> [Exercise tasks]
- A) Translate this sentence from the forum thread into Spanish: "I've included the example to wrap this into a SqlTransaction so there will be a full rollback if there's a failure along the way."
- B) Write out the forum thread from "In this instance" to "thereby preventing duplicates." again, switching "iterate" to "loop over".

> [Text passage]
Reputation: 1291
I have a text file that contains around 21 lac entries and I want to insert all these entries into a table. Initially I have created one function in c# that read line by line and insert into table but it takes too much time. Please suggest an efficient way to insert these bulk data and that file is containing TAB(4 spaces) as delimiter.
And that text file also containing some duplicate entries and I don't want to insert those entries.
Upvotes: 0
Views: 2204
Reputation: 6020
Load all of your data into a DataTable
object and then use SqlBulkCopy
to bulk insert them:
DataTable dtData = new DataTable("Data");
// load your data here
using (SqlConnection dbConn = new SqlConnection("db conn string"))
{
dbConn.Open();
using (SqlTransaction dbTrans = dbConn.BeginTransaction())
{
try
{
using (SqlBulkCopy dbBulkCopy = new SqlBulkCopy(dbConn, SqlBulkCopyOptions.Default, dbTrans))
{
dbBulkCopy.DestinationTableName = "intended SQL table name";
dbBulkCopy.WriteToServer(dtData );
}
dbTrans.Commit();
}
catch
{
dbTrans.Rollback();
throw;
}
}
dbConn.Close();
}
I've included the example to wrap this into a SqlTransaction
so there will be a full rollback if there's a failure along the way. To get you started, here's a good CodeProject article on loading the delimited data into a DataSet
object.
Sanitizing the data before loading
OK, here's how I think your data looks:
CC_FIPS FULL_NAME_ND
AN Xixerella
AN Vila
AN Sornas
AN Soldeu
AN Sispony
... (cut down for brevity)
In this instance you want to create your DataTable
like this:
DataTable dtData = new DataTable("Data");
dtData.Columns.Add("CC_FIPS");
dtData.Columns.Add("FULL_NAME_ND");
Then you want to iterate each row (assuming your tab delimited data is separated row-by-row by carriage returns) and check whether this data already exists in the DataTable
using the .Select
method and if there is a match (i'm checking for BOTH values, it's up to you whether you want to do something else) then don't add it thereby preventing duplicates.

> [Data excerpts]
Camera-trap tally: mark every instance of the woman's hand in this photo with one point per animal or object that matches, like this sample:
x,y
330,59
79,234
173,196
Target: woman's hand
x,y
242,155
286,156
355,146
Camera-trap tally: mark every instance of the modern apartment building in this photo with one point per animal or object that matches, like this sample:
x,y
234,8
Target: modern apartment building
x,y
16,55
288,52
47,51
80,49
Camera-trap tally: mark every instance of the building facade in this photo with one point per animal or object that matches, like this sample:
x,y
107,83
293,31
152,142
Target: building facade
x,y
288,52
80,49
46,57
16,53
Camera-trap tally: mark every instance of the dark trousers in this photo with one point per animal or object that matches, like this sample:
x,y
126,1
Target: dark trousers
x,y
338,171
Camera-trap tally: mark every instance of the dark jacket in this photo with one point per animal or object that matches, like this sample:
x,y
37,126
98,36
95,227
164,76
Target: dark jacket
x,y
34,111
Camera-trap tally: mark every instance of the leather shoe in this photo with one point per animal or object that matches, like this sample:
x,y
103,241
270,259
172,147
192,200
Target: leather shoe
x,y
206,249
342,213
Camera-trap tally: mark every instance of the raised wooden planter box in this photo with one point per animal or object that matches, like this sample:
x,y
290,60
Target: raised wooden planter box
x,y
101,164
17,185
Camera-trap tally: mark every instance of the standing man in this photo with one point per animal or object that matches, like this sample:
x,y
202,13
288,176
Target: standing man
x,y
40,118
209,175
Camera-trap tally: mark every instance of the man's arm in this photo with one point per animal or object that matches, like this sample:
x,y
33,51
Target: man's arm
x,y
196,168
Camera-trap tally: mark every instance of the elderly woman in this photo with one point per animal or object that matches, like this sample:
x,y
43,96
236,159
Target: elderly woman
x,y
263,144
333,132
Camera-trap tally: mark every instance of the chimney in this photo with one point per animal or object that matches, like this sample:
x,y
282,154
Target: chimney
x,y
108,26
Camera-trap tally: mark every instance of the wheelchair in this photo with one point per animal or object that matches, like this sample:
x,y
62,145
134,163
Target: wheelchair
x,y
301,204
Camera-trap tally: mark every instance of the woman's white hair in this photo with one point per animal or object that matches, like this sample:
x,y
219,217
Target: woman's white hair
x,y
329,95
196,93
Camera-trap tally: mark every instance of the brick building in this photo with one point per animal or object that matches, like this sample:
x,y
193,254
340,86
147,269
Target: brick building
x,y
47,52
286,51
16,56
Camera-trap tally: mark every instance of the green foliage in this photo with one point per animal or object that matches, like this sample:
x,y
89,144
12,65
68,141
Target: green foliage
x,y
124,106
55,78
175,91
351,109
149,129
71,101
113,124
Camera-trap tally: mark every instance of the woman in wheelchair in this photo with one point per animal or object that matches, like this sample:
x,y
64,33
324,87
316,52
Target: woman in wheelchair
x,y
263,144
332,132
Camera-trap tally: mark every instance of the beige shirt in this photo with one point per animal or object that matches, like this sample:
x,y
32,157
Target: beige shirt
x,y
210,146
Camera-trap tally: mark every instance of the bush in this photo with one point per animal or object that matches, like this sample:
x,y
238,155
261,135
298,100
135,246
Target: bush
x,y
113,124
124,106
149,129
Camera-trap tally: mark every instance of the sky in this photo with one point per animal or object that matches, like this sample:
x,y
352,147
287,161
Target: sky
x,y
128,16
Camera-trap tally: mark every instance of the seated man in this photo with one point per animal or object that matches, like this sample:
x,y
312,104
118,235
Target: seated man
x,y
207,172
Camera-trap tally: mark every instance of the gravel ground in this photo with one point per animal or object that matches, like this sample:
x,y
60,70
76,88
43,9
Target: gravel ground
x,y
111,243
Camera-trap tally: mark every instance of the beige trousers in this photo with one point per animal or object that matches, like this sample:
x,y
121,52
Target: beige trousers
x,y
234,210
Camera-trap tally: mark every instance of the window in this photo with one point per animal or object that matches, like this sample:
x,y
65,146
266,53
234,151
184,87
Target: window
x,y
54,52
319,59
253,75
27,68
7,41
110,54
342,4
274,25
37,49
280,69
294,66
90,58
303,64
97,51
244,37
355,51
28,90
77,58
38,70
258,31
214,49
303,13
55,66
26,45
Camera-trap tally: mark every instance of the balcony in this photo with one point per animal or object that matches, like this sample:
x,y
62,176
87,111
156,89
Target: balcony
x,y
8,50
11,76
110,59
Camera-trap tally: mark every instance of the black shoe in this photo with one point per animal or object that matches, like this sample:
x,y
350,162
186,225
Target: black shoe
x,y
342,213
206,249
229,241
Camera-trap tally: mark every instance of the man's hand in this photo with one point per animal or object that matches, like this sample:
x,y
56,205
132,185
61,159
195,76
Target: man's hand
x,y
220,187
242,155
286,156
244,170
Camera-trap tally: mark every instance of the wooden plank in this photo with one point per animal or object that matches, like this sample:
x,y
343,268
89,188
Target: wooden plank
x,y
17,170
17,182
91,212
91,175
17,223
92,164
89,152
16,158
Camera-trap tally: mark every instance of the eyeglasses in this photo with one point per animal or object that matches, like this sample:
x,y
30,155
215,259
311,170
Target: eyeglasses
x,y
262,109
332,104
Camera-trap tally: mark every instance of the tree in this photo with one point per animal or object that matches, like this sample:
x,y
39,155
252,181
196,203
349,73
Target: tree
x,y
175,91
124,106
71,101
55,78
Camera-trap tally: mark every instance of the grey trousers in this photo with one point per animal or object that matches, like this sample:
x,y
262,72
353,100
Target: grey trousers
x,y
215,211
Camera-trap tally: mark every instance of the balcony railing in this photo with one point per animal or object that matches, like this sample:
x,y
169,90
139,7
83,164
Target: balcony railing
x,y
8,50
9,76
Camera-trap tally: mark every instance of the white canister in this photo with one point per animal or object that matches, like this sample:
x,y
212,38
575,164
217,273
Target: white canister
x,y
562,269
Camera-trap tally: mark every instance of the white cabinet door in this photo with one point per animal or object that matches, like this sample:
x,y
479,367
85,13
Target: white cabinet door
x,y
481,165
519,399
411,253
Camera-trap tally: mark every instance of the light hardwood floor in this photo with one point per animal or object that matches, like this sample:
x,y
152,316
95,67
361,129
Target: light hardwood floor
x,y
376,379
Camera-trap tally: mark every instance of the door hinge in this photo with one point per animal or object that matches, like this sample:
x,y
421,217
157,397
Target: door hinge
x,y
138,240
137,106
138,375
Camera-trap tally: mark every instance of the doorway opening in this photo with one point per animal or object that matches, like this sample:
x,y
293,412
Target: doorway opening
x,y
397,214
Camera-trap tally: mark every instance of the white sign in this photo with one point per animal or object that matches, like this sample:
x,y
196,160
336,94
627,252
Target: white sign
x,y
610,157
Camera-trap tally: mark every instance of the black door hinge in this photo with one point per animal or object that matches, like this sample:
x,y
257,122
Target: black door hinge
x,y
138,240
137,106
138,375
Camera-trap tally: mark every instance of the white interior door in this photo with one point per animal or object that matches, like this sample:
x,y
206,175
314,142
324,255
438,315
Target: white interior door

> [Task-by-task outputs]
- A) He incluido el ejemplo para envolver esto en una SqlTransaction, de modo que haya una reversión completa si se produce un fallo en el proceso.

- B)
In this instance you want to create your DataTable
like this:
DataTable dtData = new DataTable("Data");
dtData.Columns.Add("CC_FIPS");
dtData.Columns.Add("FULL_NAME_ND");
Then you want to loop over each row (assuming your tab delimited data is separated row-by-row by carriage returns) and check whether this data already exists in the DataTable
using the .Select
method and if there is a match (i'm checking for BOTH values, it's up to you whether you want to do something else) then don't add it thereby preventing duplicates.